▶ **Provided information**:
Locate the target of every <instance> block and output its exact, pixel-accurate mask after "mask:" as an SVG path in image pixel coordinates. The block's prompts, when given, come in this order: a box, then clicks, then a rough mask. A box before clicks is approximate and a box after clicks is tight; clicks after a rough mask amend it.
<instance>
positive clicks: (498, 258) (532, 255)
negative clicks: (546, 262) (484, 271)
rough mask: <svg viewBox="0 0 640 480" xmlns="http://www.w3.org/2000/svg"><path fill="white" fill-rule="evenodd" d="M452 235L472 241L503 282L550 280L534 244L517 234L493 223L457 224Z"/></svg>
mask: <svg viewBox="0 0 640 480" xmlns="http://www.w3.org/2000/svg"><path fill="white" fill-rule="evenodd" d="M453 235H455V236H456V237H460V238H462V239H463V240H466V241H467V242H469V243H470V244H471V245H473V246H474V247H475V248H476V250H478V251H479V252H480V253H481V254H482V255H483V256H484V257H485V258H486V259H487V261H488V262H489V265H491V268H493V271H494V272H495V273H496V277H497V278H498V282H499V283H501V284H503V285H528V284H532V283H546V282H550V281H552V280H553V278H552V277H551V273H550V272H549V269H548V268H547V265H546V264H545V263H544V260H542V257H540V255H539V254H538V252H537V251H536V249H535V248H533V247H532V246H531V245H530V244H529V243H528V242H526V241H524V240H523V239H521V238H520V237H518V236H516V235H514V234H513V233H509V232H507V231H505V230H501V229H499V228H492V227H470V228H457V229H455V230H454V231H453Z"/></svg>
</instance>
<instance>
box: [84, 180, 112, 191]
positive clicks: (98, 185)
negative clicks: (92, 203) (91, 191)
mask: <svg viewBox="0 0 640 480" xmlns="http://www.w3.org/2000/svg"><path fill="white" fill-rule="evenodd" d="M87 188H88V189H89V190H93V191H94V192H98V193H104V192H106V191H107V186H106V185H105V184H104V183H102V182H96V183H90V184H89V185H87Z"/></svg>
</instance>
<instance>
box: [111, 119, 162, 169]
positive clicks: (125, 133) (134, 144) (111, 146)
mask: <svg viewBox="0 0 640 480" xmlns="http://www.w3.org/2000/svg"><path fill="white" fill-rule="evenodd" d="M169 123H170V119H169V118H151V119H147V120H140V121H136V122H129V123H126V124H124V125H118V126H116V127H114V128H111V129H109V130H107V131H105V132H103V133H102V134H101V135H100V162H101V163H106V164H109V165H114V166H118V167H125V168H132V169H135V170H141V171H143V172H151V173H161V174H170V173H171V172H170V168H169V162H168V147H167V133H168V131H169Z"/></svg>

▶ **What is required**:
Return the data in full, exactly as it appears above.

▶ **Result**:
Locate the target of every <instance> block and output its exact, pixel-accurate mask after "mask:" as an SVG path in image pixel coordinates. The block's prompts, when given, come in this order: a box, then clicks, then a rough mask. A box before clicks is approximate and a box after clicks is tight; clicks after a rough mask amend it.
<instance>
positive clicks: (498, 258) (532, 255)
negative clicks: (546, 262) (484, 271)
rough mask: <svg viewBox="0 0 640 480" xmlns="http://www.w3.org/2000/svg"><path fill="white" fill-rule="evenodd" d="M452 235L472 241L503 282L550 280L534 244L517 234L493 223L457 224Z"/></svg>
mask: <svg viewBox="0 0 640 480" xmlns="http://www.w3.org/2000/svg"><path fill="white" fill-rule="evenodd" d="M453 235H455V236H456V237H460V238H462V239H463V240H466V241H467V242H469V243H470V244H471V245H473V246H474V247H475V248H476V250H478V251H479V252H480V253H481V254H482V255H483V256H484V257H485V258H486V259H487V261H488V262H489V265H491V268H493V271H494V272H495V273H496V277H497V278H498V282H499V283H501V284H503V285H528V284H532V283H546V282H550V281H552V280H553V278H552V277H551V273H550V272H549V269H548V268H547V265H546V264H545V263H544V260H542V257H540V255H539V254H538V252H537V251H536V249H535V248H533V247H532V246H531V245H530V244H529V243H528V242H526V241H524V240H523V239H521V238H520V237H518V236H516V235H514V234H513V233H509V232H507V231H505V230H501V229H499V228H492V227H470V228H457V229H455V230H454V231H453Z"/></svg>
</instance>
<instance>
box: [84, 180, 112, 191]
positive clicks: (98, 185)
negative clicks: (92, 203) (91, 191)
mask: <svg viewBox="0 0 640 480" xmlns="http://www.w3.org/2000/svg"><path fill="white" fill-rule="evenodd" d="M87 188H88V189H89V190H93V191H94V192H98V193H104V192H106V191H107V186H106V185H105V184H104V183H102V182H96V183H90V184H89V185H87Z"/></svg>
</instance>
<instance>
box: [111, 119, 162, 169]
positive clicks: (125, 133) (134, 144) (111, 146)
mask: <svg viewBox="0 0 640 480" xmlns="http://www.w3.org/2000/svg"><path fill="white" fill-rule="evenodd" d="M169 123H170V119H169V118H151V119H147V120H140V121H136V122H129V123H126V124H124V125H118V126H116V127H114V128H111V129H109V130H107V131H105V132H103V133H102V134H101V135H100V162H101V163H106V164H109V165H114V166H118V167H125V168H132V169H135V170H141V171H143V172H151V173H161V174H170V173H171V172H170V168H169V162H168V147H167V133H168V131H169Z"/></svg>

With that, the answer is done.